The records section start

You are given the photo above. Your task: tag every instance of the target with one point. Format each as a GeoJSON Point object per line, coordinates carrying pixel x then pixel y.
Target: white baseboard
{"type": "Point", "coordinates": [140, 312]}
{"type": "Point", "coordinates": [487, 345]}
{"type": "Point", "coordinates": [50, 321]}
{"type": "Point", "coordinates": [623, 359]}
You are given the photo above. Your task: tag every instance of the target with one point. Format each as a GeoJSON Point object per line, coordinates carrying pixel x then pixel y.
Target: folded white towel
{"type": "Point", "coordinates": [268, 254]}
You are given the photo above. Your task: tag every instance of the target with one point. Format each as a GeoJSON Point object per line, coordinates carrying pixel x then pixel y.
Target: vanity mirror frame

The records section end

_Instructions to follow:_ Retype the lines above without alteration. The first is the one containing "Target: folded white towel", and the last is the final line of the data.

_Answer for this exercise:_
Target: folded white towel
{"type": "Point", "coordinates": [268, 254]}
You are given the photo above. Your task: tag every instance of the target with one point. Format each as a GeoJSON Point object per line, coordinates carrying pixel x then pixel y.
Target: vanity mirror frame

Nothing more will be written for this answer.